[Referring expression data]
=== Section Start ===

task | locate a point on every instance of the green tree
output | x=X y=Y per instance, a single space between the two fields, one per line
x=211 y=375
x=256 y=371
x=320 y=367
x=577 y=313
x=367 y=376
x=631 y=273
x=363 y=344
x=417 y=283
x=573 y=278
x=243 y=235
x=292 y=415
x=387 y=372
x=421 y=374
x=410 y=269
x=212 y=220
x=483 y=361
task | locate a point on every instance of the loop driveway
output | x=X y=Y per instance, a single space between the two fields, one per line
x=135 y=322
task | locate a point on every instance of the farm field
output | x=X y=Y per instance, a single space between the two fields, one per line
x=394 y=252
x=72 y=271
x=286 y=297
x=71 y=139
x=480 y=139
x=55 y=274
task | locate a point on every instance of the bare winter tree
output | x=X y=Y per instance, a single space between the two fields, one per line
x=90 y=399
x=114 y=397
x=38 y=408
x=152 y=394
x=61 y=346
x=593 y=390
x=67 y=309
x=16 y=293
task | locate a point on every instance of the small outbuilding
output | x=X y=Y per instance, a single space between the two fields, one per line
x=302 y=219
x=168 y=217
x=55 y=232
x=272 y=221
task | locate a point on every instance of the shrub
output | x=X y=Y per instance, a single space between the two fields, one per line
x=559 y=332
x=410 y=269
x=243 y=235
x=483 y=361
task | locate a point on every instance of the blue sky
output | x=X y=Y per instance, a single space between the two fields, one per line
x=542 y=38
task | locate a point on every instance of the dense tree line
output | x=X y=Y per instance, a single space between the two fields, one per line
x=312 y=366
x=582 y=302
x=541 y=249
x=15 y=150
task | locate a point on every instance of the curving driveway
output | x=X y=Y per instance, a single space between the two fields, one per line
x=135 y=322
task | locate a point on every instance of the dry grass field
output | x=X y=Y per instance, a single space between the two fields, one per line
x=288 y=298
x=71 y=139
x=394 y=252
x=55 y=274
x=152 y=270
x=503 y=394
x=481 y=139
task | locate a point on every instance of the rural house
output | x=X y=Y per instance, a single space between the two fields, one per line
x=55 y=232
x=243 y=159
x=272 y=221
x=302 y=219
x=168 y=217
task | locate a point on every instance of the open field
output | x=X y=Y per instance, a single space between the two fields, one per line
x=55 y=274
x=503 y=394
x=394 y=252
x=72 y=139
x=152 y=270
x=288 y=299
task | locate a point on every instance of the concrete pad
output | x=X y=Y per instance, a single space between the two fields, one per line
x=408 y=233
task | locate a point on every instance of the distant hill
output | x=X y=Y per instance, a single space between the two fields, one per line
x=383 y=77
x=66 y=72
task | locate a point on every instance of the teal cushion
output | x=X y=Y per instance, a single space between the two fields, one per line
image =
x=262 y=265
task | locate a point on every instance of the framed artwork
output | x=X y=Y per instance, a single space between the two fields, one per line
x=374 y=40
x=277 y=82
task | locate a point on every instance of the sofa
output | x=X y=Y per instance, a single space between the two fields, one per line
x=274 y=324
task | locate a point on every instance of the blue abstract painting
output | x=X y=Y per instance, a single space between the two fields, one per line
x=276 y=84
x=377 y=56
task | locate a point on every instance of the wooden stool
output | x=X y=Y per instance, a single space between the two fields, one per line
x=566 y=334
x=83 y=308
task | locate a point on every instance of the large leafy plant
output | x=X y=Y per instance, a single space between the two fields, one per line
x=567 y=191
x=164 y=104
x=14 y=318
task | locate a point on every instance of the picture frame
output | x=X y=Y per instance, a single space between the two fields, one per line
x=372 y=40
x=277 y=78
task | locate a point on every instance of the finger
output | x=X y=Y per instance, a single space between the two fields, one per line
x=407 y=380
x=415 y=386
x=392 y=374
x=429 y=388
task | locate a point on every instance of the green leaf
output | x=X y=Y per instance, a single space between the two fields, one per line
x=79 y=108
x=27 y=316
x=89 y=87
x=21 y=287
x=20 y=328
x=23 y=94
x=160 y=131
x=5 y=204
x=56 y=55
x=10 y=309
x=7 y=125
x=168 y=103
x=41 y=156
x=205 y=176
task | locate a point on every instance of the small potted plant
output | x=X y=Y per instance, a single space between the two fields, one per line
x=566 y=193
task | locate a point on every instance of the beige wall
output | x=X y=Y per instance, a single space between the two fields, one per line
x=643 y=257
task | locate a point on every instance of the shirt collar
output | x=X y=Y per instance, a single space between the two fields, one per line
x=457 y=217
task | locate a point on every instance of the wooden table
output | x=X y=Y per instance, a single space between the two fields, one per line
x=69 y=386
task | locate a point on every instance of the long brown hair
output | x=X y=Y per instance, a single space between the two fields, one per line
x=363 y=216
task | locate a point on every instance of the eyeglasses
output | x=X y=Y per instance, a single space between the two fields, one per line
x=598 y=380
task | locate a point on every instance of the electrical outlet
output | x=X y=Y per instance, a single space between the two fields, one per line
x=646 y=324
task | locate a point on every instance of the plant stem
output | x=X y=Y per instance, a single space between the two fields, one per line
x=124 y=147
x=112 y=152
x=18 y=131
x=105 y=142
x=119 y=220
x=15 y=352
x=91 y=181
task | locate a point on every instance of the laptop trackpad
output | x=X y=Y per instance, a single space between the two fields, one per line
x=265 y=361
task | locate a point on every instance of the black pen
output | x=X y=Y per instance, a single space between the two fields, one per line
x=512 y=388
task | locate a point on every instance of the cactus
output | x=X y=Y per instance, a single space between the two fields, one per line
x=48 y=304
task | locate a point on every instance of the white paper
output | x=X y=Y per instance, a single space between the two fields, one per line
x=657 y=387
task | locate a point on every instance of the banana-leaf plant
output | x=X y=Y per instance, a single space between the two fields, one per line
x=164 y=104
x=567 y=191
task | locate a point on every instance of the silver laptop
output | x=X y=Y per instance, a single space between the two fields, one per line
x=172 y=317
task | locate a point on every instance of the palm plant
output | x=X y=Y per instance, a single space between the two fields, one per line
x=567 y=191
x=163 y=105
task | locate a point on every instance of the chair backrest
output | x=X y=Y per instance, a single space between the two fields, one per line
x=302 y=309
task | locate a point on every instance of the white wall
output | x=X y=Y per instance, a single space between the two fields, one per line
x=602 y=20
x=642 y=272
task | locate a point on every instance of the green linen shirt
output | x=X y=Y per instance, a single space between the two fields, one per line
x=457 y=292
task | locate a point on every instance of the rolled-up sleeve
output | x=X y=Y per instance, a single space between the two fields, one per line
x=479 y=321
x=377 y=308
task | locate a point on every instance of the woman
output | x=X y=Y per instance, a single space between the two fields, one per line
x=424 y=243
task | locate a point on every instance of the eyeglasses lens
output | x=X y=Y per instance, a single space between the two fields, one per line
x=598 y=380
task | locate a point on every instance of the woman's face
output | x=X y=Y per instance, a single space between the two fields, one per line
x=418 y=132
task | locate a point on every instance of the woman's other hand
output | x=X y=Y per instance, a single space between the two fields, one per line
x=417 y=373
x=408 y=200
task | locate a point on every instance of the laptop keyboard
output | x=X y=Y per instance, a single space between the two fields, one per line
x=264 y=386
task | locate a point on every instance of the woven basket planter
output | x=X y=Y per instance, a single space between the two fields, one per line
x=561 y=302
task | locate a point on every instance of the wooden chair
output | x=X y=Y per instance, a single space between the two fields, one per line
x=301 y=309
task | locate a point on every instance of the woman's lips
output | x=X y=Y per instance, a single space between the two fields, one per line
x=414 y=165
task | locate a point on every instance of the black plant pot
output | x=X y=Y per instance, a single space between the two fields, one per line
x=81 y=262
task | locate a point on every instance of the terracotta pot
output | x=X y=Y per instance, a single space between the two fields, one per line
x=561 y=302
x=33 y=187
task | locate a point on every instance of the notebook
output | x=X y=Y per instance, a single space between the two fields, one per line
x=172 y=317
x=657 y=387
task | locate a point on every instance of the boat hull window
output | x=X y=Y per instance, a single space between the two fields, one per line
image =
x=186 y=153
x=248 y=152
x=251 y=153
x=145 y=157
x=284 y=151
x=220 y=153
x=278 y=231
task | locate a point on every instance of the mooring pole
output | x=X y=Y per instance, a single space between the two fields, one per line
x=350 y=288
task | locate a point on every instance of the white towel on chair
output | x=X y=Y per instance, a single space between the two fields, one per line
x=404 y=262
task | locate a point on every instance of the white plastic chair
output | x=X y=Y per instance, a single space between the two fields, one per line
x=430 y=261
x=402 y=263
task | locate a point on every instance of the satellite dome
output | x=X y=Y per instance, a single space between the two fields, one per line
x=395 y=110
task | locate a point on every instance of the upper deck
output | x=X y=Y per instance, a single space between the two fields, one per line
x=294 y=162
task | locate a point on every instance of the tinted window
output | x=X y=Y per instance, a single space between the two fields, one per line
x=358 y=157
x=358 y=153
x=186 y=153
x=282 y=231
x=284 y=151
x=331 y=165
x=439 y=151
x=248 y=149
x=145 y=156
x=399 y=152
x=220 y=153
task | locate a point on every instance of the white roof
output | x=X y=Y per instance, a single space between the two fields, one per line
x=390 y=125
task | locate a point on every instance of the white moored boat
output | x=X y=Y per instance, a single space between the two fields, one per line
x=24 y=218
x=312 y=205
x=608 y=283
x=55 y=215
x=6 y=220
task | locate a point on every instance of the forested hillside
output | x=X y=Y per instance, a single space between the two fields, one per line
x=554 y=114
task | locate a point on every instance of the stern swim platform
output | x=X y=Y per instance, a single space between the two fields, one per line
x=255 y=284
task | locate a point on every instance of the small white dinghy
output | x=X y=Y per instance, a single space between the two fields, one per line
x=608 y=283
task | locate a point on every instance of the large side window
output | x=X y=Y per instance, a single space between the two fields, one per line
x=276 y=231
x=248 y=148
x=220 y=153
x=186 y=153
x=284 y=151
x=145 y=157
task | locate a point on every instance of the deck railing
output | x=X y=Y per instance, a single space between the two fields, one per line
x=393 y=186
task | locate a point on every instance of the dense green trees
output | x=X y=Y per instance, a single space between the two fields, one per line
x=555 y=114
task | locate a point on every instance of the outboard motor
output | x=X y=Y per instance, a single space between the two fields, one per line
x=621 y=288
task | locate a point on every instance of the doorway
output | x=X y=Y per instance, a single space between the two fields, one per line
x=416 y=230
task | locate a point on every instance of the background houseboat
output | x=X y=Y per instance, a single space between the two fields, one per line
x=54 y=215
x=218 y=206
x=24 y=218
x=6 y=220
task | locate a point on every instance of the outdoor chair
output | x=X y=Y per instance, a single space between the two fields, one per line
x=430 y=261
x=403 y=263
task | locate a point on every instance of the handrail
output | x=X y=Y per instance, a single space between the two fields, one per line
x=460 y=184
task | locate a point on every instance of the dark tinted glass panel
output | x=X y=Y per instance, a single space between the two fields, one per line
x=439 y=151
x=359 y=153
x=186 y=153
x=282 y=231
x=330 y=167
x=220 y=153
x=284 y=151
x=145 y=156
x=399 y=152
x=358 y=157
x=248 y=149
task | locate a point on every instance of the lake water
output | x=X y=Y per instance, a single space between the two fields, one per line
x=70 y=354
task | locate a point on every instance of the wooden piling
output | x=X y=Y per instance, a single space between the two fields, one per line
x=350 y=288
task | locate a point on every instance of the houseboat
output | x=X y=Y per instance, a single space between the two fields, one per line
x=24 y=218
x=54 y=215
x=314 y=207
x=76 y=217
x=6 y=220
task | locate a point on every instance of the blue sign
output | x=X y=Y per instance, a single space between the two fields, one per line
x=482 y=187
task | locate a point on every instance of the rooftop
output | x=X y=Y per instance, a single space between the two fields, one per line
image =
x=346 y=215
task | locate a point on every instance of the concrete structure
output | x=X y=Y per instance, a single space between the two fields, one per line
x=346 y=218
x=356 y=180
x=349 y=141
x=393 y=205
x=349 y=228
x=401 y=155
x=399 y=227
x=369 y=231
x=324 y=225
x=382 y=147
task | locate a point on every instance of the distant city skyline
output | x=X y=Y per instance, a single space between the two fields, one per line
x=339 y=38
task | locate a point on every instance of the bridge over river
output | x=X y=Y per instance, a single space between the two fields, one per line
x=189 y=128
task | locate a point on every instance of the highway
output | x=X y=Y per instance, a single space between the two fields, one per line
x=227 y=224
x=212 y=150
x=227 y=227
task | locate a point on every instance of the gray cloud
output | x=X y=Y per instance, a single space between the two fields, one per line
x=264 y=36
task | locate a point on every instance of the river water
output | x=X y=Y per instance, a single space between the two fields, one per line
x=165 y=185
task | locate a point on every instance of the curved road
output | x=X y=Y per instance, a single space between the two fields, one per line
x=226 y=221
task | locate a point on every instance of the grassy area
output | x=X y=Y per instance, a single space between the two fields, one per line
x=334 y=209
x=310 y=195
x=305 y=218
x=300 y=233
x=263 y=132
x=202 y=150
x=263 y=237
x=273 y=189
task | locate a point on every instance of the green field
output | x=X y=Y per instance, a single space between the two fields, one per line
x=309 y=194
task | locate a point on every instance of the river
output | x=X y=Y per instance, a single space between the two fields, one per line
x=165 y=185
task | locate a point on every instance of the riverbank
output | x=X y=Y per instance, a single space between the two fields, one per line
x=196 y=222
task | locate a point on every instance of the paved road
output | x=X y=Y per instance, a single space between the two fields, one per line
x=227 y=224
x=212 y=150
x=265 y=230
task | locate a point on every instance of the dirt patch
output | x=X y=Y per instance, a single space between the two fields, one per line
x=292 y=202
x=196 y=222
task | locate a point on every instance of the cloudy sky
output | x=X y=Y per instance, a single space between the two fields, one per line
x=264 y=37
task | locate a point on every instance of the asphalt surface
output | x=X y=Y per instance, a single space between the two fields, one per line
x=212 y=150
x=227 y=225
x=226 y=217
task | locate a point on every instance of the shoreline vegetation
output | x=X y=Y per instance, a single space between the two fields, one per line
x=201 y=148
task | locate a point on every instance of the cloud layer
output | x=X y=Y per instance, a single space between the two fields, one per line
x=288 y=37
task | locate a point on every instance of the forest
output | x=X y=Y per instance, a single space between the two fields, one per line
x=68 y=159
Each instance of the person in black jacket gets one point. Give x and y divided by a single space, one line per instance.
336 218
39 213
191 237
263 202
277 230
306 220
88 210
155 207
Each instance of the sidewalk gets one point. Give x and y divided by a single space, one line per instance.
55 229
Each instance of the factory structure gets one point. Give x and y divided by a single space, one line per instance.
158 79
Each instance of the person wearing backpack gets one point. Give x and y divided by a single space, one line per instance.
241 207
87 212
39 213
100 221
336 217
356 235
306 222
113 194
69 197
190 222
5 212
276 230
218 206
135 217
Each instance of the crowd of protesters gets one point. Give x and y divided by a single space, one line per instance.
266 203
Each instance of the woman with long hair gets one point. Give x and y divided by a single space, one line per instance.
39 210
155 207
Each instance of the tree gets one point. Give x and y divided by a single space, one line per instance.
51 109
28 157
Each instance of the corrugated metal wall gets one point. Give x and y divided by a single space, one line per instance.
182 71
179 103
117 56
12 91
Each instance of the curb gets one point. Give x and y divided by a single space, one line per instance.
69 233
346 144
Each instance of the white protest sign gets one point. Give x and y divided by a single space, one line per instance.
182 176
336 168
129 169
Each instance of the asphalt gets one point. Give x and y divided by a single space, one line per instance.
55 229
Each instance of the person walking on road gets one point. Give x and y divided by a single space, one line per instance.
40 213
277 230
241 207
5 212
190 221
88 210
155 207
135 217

=== Section End ===

» **Exercise description**
Output consists of exactly the lines from the one containing "Each instance of the factory" to the end of the records above, retyped without change and with nothing extra.

» **Answer for this exercise**
Each instance of the factory structure gets one point. Give x and y divided by a single space, one line per instance.
158 79
Each instance of the person wearing backpack gets one point. Give x and y divided by a single space, one line per instance.
241 207
87 212
39 213
100 221
336 217
356 235
306 222
113 194
69 197
190 222
5 212
276 230
218 206
135 217
Each instance of the crowd of protesters gets one point. Give x and y divided by a single space, one line per instance.
266 203
Each instance of the woman with long hair gets one point. Give x and y divided by a single space, one line per instance.
39 210
155 207
Each instance of the tree gets one point. Give x and y divided by a single space, one line per instance.
51 109
28 157
Each instance of the corrugated metal wall gets one point. Give x and y divided by a single space, one line per instance.
182 71
179 103
117 56
12 91
Each instance of the curb gets one point. Give x and y divided by a single space, one line per instance.
69 233
346 144
Each instance of the white protest sign gets one point. Give x and y divided by a single space, one line per instance.
182 176
336 168
129 169
Each instance of the asphalt gets one point. Give x and y divided by a single space, one line per instance.
55 229
Each instance of the person walking on road gets one point. Give x and y divided by a single space, one line per instance.
40 213
277 230
241 207
5 212
190 221
88 210
155 207
135 217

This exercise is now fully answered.